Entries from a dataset
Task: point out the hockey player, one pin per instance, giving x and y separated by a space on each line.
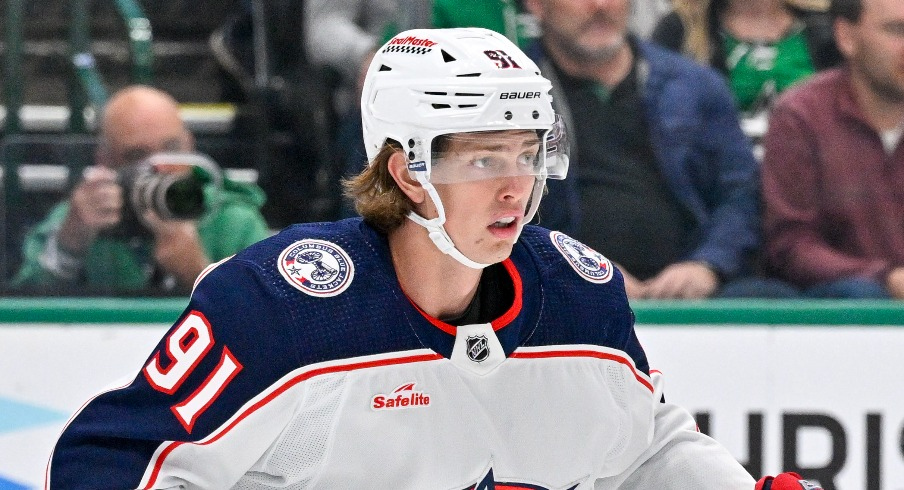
439 343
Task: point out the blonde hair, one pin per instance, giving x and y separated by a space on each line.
377 196
694 16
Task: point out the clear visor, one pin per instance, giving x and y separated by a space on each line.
467 157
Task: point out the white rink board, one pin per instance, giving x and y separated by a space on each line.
834 373
838 374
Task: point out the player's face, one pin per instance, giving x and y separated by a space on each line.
587 30
484 217
875 47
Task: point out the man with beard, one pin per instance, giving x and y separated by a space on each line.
666 182
833 170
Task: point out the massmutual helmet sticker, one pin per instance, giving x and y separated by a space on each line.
589 263
316 267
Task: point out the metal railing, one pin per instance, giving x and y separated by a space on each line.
85 84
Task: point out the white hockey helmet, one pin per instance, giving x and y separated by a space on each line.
425 83
428 82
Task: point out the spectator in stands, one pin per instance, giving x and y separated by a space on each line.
761 46
75 248
664 181
833 170
646 14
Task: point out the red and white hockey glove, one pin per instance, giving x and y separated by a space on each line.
785 481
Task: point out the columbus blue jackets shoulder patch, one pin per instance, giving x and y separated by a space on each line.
316 267
588 263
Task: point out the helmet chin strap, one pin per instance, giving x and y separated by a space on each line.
435 229
443 241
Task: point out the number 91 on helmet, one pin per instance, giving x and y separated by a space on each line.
465 104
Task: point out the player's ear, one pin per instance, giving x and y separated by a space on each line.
398 169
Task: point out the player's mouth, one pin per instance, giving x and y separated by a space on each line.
505 227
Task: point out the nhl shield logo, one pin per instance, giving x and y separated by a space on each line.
478 348
590 264
316 267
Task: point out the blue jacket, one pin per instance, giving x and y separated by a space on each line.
701 150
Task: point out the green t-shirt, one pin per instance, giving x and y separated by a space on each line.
759 71
113 266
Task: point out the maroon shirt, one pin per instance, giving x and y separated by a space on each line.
834 198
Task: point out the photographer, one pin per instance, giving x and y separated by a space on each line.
100 241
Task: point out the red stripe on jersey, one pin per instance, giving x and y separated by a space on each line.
278 391
584 353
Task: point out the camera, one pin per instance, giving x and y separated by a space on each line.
172 185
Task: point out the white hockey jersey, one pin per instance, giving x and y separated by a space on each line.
300 363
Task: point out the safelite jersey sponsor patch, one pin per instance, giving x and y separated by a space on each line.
589 264
316 267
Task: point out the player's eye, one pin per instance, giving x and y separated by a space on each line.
528 159
484 163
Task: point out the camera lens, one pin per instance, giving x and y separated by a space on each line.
184 198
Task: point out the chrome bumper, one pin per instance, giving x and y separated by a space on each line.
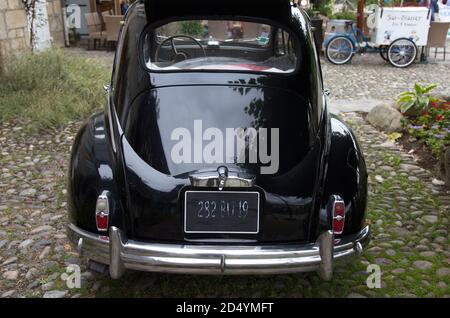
121 253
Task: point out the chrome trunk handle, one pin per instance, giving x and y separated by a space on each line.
222 178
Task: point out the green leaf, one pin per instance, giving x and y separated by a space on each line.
394 136
405 106
429 88
423 102
418 89
411 94
405 99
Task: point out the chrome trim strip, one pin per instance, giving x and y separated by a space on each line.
214 179
121 253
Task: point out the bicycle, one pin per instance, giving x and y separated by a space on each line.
341 48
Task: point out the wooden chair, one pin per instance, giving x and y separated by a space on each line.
113 24
437 37
95 29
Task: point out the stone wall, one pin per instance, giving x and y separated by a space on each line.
14 34
55 21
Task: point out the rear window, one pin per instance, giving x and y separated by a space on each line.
220 45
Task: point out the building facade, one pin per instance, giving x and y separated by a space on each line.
14 30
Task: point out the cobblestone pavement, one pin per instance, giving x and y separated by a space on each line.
370 77
409 214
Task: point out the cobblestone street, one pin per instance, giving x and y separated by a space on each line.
409 212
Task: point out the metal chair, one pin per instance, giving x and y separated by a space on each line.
437 37
95 29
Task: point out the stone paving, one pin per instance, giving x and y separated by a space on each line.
408 211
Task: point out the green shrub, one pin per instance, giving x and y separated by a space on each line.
51 88
418 99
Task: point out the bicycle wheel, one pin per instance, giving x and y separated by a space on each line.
383 52
339 50
402 52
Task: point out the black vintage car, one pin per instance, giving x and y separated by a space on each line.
215 153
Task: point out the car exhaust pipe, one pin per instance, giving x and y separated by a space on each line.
116 266
326 247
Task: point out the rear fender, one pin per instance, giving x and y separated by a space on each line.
92 171
345 176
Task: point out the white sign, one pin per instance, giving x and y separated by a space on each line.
42 37
402 22
444 15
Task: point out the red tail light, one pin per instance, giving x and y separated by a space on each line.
338 216
102 212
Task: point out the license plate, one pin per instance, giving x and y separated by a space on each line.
231 212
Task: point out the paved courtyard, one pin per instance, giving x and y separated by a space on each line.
408 212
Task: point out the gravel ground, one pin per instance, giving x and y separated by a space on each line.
408 211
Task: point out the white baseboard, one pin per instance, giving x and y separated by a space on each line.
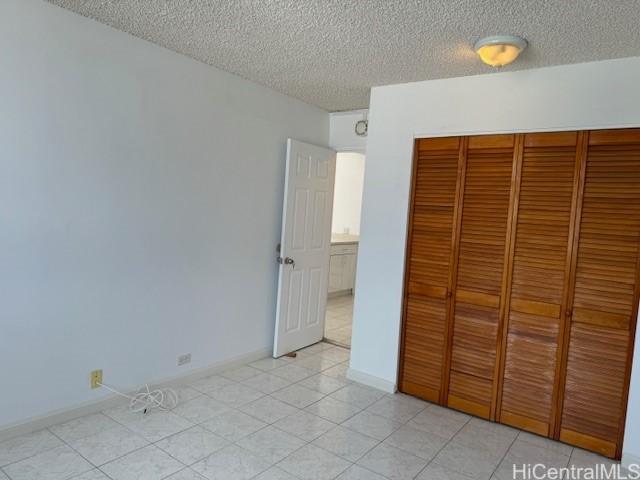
629 459
64 415
371 381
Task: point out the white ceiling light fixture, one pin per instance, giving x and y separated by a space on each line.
499 50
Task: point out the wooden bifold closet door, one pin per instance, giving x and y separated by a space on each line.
478 273
539 258
428 267
522 280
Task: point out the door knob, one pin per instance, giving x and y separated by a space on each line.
287 261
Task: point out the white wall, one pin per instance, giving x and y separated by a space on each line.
140 204
347 195
584 96
342 134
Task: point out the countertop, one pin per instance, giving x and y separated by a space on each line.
340 238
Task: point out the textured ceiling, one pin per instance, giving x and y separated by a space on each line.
330 52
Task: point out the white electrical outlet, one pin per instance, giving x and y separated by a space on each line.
184 359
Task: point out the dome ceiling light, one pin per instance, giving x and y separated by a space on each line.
499 50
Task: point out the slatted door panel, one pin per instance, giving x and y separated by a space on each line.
428 266
540 265
478 281
605 294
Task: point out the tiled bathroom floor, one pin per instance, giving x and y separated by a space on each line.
338 320
285 419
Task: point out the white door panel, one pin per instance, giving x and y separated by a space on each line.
304 248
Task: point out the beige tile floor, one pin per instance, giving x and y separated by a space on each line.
283 419
338 319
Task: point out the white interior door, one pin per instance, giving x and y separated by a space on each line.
304 247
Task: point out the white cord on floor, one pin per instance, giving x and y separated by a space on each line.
145 399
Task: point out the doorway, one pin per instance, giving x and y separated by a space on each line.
345 237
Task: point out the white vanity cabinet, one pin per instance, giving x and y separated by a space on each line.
342 267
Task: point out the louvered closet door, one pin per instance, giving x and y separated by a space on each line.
428 266
478 284
539 272
605 297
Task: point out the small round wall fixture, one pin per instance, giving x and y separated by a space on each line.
362 128
499 50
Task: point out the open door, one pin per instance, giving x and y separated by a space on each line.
304 247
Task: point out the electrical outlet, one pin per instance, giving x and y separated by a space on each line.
96 378
184 359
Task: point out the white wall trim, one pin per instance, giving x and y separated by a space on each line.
629 459
371 381
64 415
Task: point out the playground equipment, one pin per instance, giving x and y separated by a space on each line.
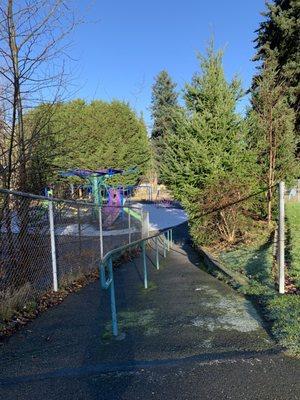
97 180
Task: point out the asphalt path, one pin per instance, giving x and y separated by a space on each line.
189 336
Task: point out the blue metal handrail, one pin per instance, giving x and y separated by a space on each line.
107 278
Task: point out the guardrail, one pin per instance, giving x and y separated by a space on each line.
106 266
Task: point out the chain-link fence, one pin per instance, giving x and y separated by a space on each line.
47 243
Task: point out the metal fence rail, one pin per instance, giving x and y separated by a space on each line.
47 243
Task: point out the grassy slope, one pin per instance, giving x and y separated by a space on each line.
293 224
255 261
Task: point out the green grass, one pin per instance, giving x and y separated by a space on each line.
255 261
293 235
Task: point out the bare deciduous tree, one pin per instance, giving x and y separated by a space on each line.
32 53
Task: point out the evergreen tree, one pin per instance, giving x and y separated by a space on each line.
279 34
164 104
206 162
164 100
272 135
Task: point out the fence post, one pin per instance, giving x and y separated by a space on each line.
53 249
145 265
101 233
157 252
79 228
145 224
129 227
281 238
113 299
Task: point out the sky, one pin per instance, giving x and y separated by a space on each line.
124 44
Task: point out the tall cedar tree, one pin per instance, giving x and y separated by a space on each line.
205 159
280 34
163 104
272 135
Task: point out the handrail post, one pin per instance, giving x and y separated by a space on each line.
145 265
113 299
100 233
129 228
157 253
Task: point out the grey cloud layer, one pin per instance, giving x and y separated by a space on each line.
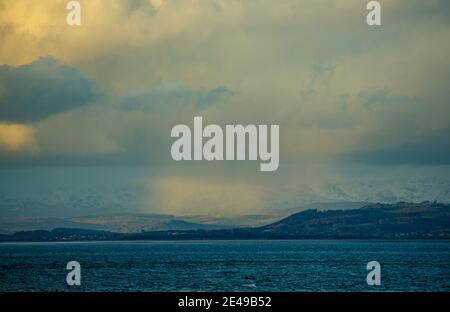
41 89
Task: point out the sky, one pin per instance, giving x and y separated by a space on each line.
86 111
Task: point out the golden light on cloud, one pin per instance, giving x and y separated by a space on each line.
188 196
17 137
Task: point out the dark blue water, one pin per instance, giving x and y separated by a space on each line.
226 266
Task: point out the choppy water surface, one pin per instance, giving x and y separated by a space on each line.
226 266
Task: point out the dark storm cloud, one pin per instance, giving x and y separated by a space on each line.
38 90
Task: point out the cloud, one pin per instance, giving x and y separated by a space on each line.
17 138
216 197
36 91
173 98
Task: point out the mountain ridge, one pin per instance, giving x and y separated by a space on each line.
402 220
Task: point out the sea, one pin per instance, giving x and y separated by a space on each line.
324 266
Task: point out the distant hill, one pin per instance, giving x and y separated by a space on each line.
426 220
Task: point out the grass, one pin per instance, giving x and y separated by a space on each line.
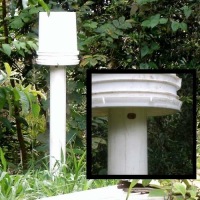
40 183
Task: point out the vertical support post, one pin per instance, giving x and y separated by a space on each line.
127 141
57 115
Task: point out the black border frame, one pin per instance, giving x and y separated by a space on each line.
89 121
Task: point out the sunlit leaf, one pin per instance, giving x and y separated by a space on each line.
179 188
133 183
146 182
157 193
175 25
8 69
35 109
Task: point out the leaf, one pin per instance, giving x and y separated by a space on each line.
8 69
2 98
5 122
157 193
6 49
16 44
144 50
88 3
24 102
32 45
146 182
116 23
144 66
154 46
35 110
16 94
179 188
122 20
44 6
163 20
146 23
93 62
134 8
183 26
17 23
175 25
154 20
133 183
187 11
3 160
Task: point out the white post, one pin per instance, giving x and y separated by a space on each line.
127 141
57 115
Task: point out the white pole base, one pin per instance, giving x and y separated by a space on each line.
57 116
127 141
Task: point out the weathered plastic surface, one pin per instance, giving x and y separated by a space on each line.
105 193
155 92
57 39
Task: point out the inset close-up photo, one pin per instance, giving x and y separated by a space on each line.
141 124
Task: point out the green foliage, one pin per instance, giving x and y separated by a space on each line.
172 189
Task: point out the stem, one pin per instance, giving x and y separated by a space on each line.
4 12
19 133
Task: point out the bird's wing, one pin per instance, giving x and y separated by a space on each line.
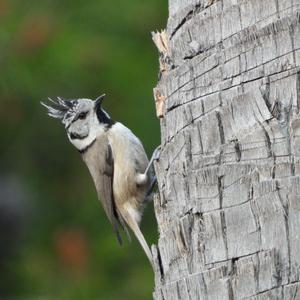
99 160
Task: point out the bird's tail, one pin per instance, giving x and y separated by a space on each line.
132 223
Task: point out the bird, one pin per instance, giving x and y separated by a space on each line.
122 174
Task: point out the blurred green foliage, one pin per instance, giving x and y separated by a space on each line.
73 49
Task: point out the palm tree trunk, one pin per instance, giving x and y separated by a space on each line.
228 96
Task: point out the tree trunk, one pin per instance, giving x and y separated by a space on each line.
228 96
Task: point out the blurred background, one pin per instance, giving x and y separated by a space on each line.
55 241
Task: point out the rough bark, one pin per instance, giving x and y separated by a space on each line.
228 209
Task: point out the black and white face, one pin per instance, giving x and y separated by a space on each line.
84 120
82 124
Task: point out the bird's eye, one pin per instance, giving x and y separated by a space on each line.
82 115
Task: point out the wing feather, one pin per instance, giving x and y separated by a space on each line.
100 162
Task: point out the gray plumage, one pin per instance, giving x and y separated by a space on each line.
115 158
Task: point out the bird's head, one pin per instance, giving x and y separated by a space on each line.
84 119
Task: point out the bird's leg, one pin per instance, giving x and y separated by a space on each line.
152 185
155 156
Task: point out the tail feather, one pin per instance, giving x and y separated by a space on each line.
130 220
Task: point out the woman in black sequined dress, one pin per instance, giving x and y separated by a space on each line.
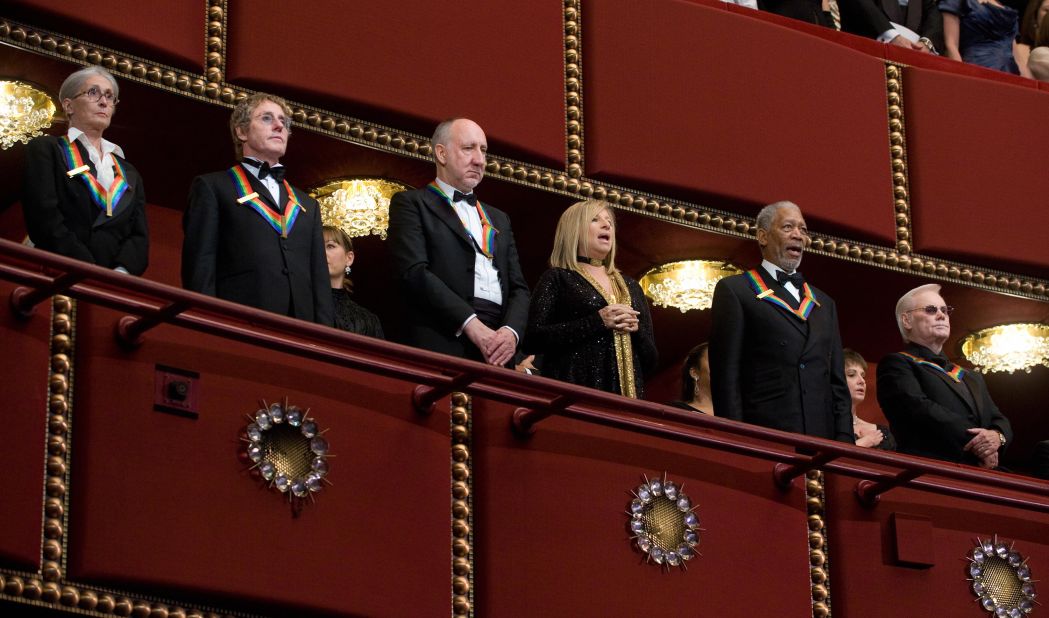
589 320
348 315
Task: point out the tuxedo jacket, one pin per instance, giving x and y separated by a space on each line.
433 259
231 252
870 18
929 412
808 11
61 216
769 367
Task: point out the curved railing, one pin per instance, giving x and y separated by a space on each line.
148 303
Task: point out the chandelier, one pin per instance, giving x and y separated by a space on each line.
359 207
24 110
1008 347
686 284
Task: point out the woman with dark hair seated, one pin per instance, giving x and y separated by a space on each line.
348 315
868 434
81 198
589 320
696 382
982 33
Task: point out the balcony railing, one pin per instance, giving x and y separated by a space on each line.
148 303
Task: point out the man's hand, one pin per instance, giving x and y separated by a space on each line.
984 445
899 41
478 334
990 463
500 347
496 346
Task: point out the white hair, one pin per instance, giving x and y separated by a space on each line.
903 304
75 83
768 214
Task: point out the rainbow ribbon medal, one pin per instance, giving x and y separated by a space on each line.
765 293
488 231
955 373
281 225
106 199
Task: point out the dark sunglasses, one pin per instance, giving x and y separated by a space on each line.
932 310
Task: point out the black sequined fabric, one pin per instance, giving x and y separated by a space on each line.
565 328
349 316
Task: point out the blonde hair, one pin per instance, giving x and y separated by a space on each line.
343 239
573 228
241 116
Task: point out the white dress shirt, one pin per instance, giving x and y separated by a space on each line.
270 183
773 269
103 161
486 278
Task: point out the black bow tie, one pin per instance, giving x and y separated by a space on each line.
264 170
939 360
467 197
794 278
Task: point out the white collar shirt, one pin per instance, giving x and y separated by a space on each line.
773 269
486 277
103 161
270 183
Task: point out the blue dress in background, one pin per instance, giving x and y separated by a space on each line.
986 33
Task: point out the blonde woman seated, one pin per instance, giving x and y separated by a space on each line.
868 434
348 315
589 320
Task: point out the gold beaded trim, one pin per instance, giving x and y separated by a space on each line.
215 42
59 429
898 154
573 89
570 183
818 565
462 425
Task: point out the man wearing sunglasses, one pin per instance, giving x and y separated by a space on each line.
936 408
250 236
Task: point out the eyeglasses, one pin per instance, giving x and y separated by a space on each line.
97 94
932 310
788 229
268 120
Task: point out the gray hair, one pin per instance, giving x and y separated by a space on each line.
442 132
767 214
75 83
902 305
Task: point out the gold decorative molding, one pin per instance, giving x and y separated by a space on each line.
215 42
898 154
405 144
819 570
54 544
573 89
462 468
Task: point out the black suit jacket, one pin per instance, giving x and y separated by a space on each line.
770 368
231 252
809 11
433 259
929 412
870 18
61 216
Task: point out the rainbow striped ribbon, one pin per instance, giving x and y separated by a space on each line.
955 373
281 225
765 293
106 199
488 231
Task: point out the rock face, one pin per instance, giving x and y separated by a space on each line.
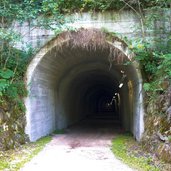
164 152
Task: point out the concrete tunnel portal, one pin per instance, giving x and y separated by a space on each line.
82 74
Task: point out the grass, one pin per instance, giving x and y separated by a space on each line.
125 148
13 160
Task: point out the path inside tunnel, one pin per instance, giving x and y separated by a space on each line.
76 80
84 146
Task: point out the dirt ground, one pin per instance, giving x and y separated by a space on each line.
83 147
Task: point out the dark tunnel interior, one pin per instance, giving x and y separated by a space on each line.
77 83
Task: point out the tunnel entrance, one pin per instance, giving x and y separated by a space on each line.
80 75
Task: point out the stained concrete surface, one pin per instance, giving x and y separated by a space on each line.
86 146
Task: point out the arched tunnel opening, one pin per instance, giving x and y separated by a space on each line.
71 79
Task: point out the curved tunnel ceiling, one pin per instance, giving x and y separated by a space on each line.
72 82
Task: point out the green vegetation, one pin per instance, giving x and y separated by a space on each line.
132 157
13 160
155 62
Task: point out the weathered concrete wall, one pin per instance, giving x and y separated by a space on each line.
58 81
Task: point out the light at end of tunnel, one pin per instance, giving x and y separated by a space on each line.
120 85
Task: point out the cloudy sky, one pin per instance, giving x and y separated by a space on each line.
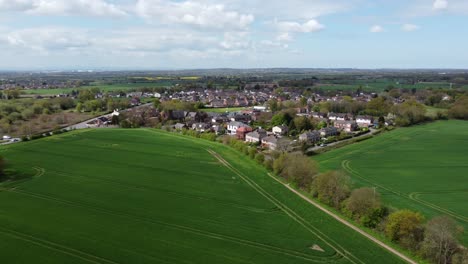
185 34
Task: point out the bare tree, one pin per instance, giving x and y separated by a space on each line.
440 239
363 200
332 187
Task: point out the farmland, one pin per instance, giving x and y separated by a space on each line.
146 196
422 168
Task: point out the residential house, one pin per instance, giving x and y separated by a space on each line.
193 116
310 137
179 126
201 127
218 129
364 121
242 132
241 118
347 126
270 142
176 115
318 115
233 126
328 131
255 136
217 103
280 130
338 117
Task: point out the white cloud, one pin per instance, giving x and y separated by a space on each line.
63 8
284 37
49 39
376 29
440 4
194 13
235 40
409 27
307 27
16 5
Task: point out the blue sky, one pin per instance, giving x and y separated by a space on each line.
185 34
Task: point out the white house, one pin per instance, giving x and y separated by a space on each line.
364 121
280 130
233 126
115 113
270 142
260 108
312 137
256 136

**PROBLEM DETAILS**
Please render the stretch from the line containing "Task: point out the residential" through the end of the items above as a numbered list, leaving out any blank lines.

**RIGHT ANSWER**
1. Task: point out the residential house, one pin per instance, giving x and y separated by a space on each line.
2. 193 116
3. 310 137
4. 179 126
5. 201 127
6. 218 129
7. 364 121
8. 242 132
9. 241 118
10. 347 126
11. 270 142
12. 176 115
13. 318 115
14. 233 126
15. 328 131
16. 255 136
17. 217 103
18. 280 130
19. 338 117
20. Task: point out the white cloud, one pin per instance, giving x and y separated by a space on each line.
21. 63 8
22. 284 37
23. 49 39
24. 376 29
25. 440 4
26. 194 13
27. 235 40
28. 409 27
29. 307 27
30. 16 5
31. Task: point out the blue sky, one pin per instance, giving x and y separated by a space on each line.
32. 185 34
33. Task: point out the white house, one pin per instance, giving x and y separated by a space on each line.
34. 364 121
35. 280 130
36. 233 126
37. 115 113
38. 270 142
39. 260 108
40. 312 137
41. 256 136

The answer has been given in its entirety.